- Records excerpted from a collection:

"""

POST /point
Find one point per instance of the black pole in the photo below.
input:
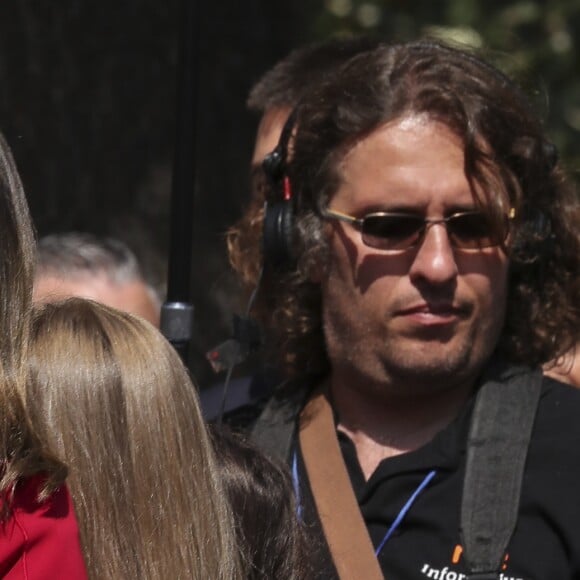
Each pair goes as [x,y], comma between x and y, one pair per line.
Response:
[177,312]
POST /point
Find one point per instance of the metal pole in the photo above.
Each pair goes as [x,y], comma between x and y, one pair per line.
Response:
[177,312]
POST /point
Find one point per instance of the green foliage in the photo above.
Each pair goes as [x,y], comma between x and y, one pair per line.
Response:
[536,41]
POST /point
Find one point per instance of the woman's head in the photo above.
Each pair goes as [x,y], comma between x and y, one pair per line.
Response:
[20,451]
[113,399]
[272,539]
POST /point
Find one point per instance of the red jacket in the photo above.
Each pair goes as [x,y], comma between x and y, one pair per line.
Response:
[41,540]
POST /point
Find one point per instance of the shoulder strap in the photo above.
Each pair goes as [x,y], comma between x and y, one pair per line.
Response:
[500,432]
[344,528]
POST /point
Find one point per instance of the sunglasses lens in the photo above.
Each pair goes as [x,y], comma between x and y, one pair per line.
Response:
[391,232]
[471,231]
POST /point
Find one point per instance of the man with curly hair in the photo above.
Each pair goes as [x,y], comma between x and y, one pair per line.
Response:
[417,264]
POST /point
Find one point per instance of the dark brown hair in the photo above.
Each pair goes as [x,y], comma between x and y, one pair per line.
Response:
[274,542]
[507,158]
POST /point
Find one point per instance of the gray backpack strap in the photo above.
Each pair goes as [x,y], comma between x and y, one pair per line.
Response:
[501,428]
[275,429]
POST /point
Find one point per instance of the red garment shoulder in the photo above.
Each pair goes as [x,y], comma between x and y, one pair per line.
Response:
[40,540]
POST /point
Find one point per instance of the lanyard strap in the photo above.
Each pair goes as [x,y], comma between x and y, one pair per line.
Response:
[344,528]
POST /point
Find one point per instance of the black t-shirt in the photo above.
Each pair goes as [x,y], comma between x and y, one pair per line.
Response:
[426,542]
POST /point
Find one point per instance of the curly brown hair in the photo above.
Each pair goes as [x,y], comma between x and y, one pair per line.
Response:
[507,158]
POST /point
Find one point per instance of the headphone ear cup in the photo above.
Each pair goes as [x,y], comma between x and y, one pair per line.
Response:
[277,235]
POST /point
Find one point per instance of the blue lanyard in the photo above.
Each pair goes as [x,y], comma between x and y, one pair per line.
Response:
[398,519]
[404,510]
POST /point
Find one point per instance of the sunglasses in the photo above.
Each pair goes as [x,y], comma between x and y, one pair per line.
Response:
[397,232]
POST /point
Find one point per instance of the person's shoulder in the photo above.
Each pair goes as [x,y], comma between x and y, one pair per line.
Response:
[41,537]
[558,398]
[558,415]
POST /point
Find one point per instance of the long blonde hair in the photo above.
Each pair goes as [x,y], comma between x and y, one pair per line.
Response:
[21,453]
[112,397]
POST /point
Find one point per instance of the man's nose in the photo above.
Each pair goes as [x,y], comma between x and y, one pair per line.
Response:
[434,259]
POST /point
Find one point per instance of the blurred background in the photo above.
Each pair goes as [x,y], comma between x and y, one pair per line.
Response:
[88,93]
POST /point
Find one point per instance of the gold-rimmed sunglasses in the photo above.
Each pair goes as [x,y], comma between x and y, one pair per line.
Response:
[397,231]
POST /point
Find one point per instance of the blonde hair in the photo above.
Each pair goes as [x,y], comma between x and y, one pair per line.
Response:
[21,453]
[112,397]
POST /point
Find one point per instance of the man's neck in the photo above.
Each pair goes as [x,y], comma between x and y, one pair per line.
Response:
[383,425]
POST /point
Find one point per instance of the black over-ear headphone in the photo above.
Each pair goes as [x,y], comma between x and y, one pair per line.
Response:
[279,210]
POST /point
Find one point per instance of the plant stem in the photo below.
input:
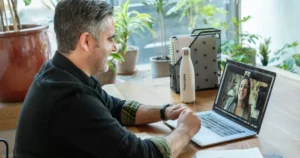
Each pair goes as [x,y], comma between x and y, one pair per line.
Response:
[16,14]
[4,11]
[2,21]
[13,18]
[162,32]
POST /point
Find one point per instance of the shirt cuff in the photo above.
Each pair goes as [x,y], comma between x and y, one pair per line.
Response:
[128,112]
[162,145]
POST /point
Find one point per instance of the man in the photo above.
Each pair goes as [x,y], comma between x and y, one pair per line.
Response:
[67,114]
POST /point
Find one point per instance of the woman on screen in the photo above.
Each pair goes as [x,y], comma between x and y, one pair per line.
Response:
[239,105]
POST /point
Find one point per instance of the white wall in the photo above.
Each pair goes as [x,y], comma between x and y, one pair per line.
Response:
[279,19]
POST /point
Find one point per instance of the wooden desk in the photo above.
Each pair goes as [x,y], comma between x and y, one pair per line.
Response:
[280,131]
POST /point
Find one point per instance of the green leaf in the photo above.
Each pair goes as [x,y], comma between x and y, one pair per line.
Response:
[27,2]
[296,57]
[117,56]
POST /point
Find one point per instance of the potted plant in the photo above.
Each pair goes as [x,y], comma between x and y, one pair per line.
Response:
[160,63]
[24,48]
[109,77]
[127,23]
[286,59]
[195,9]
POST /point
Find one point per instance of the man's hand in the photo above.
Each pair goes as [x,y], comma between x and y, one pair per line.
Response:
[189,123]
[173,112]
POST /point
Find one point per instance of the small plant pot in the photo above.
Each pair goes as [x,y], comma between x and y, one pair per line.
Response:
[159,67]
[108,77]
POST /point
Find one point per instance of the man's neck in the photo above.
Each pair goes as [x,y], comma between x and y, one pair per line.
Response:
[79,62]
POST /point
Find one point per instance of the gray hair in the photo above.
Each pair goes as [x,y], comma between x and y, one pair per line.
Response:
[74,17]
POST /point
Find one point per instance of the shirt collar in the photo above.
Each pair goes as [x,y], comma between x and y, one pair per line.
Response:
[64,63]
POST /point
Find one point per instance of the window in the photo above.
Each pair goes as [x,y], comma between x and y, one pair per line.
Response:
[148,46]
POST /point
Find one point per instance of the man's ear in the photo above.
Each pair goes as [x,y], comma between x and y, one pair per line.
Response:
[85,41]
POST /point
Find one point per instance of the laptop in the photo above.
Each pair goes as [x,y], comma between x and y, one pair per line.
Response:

"""

- WHAT IS NEEDED: The answer is every line of the data, exactly as written, with the pictures dropped.

- SOLUTION TO THIS TASK:
POST /point
Find one point per instance of the black pole in the photo below.
input:
Each pair goes as [x,y], comma between x and y, one pair per line.
Response:
[177,312]
POST /point
Find one point per instance of the metal pole in the photo above.
Each pair goes as [x,y], comma between x and y, one pair per line.
Response:
[177,312]
POST /point
Find one point per instance of the green foliage in the photo above.
Each pair goes as [x,y], comma between x and y, one pair per line.
Response:
[536,41]
POST /point
Find one point per instance of the woman's head in the photo above.
Each pair goes as [x,y], comma between x and y, one pair per line.
Response:
[20,451]
[113,399]
[272,539]
POST /point
Find one point per instance of the red jacket in the photo above.
Each pair goes as [x,y], comma between x and y, one pair per line.
Response:
[41,540]
POST /point
Find one point per instance of the shoulder strap in the photo above.
Each pair goes as [x,y], comma between x and y, one pair per line.
Response:
[500,432]
[344,528]
POST /point
Find one point per instance of the sunglasses lens in the photo above.
Each pair goes as [x,y], comma between x and y, one pair per line.
Response:
[391,232]
[471,231]
POST /point
Find one point per instance of the man with curly hair in the photo above.
Each pair goes as [x,y], comma between x and y, one pair per line.
Response:
[417,264]
POST /point
Find one point per instance of the dark brown hair in the photo above.
Each pair goes as [x,y], comma between x and y, one pair per line.
Response:
[274,542]
[507,158]
POST /point
Find one point per instance of the gray backpack strap in the photo above.
Each pair goes as [x,y], comma between x and y, one pair per line.
Response:
[501,428]
[275,429]
POST /point
Find one point per instance of the red garment shoulder in the photo above.
Each pair goes as [x,y], comma between x and y, one pair per line.
Response:
[40,540]
POST /point
Find one point per instance of the lanyard strap in the photo above.
Each pair goes as [x,y], comma between x and y, one pair per line.
Response:
[344,528]
POST /point
Find one point per instance of the black t-shirt in the photo above.
Each pair goes as [x,y], comma between x and y, one pair per line.
Response:
[426,542]
POST /point
Find one point per instance of the curly brown hair in the photo above.
Each pair goes as [x,y], comma between x and y, one pair per line.
Response:
[507,158]
POST /point
Find one point per instance of the headphone ear cup in the photo above.
Each pair goes as [x,y], comma between x and y, one pair per line.
Response:
[277,235]
POST /point
Find one point per instance of the blue lanyard in the photo above.
Each pair goes as [x,y], comma between x and y, one pair per line.
Response:
[398,519]
[404,510]
POST /point
Find one point per instance of the sunglasses in the photo above.
Each pair goes as [x,y], comma between x and y, one pair per line.
Response:
[397,232]
POST /point
Find one point per instance of the person's shoulder in the photo above.
Each pair goes as [x,y], comma between x and y, one pair per line.
Response:
[41,537]
[558,398]
[558,415]
POST /point
Find one point per instance of the long blonde hair in the photo above.
Each pair goes as [x,y], comma between x and y, one pair per line.
Response:
[21,453]
[112,397]
POST /point
Find one point per instance of the man's nose in the photo above.
Each pair goes as [x,y], comma between x and y, one pair per line.
Response:
[434,259]
POST /point
Find one point per instance of the blurred background in the photo above.
Each pair goes as [x,y], comma between x and y, one pair per line.
Response:
[88,93]
POST /point
Find one point per instance of the gold-rimmed sunglasses in the photo above.
Each pair goes as [x,y], comma between x and y, one pair per line.
Response:
[397,231]
POST /point
Find one point per instance of the blonde hair in the photo above.
Each pair goes as [x,y], comma between x and y, one pair per line.
Response:
[21,453]
[112,397]
POST /point
Find one point per instance of the man's neck in the photo above.
Each pair goes as [x,y], comma between x and y, one pair per line.
Response:
[383,425]
POST /point
Find one point per instance of the black over-ear headphone in the photo above.
Each pair goes as [x,y], comma between x and y, one pair per line.
Response:
[279,210]
POST /point
Find one point per instance of the plant stem in the photo below.
input:
Each pair goes as [x,y], comma between x and y, one pair per line.
Response:
[16,14]
[4,11]
[2,21]
[13,18]
[162,32]
POST /point
Find one point per instance of the shirt cuff in the photo above.
Each pair goes as [x,y], comma between x and y, one pair per line.
Response:
[128,112]
[162,145]
POST /point
Find one point per instance of the man in the photo above.
Each pair goes as [x,y], comma between x and y, one pair per line.
Response:
[67,114]
POST /point
Find one point per instance of the woman on screen in the photo above.
Each pair goes as [x,y], comma between x and y, one pair per line.
Response:
[239,105]
POST /point
Find one point per instance of the white wall in the photo above.
Each pair goes as [x,y], comma between x and y, one pair per line.
Response:
[279,19]
POST /point
Find one point per instance of the wooden desk in the photo above.
Each pair goes as [x,y], comma between x and y, one pair per line.
Response:
[280,131]
POST /point
Find one point per instance of the green leaf in the photo above.
Each pair goes as [x,y], comma between x and y, one pair per line.
Response:
[27,2]
[296,57]
[117,56]
POST /point
Find one point per instance of the potted plant in the photo above.
Each pair goes as [x,y], comma between x and y, one pair per line.
Response:
[160,63]
[24,48]
[109,77]
[127,23]
[286,59]
[195,9]
POST /point
Find one point per instance of the man's hand in the photo above.
Each pair goes as [x,y], comma between x and y, one pair per line.
Response:
[189,123]
[173,112]
POST /point
Find one point per instance of the small plant pot in the photo above.
Each pair goes as [x,y], comma between x and y, one pair per line.
Response:
[159,67]
[108,77]
POST /point
Find one point per instance of the man's neck in the photo above.
Each pair goes as [x,y], comma between x and y, one pair per line.
Response:
[79,62]
POST /point
Find one point per instance of the gray hair in the photo above.
Each pair goes as [x,y], comma between x and y, one pair per line.
Response:
[74,17]
POST /point
Find one point per instance of the shirt collar in the photo above.
Each pair goes as [x,y], comma between x and y, one pair per line.
Response:
[64,63]
POST /point
Find one point per instance of the window in the photo above.
Each pair goes as [x,y], comma between x and y, one pair per line.
Response:
[148,46]
POST /point
Find one point per instance of the man's ear in the photo above.
Each pair goes as [x,y], comma between x and y, one pair per line.
Response:
[85,41]
POST /point
Find one point per instance of the laptop in the photo above.
Each pair goes as [x,y], comma between x and y, one pair per line.
Response:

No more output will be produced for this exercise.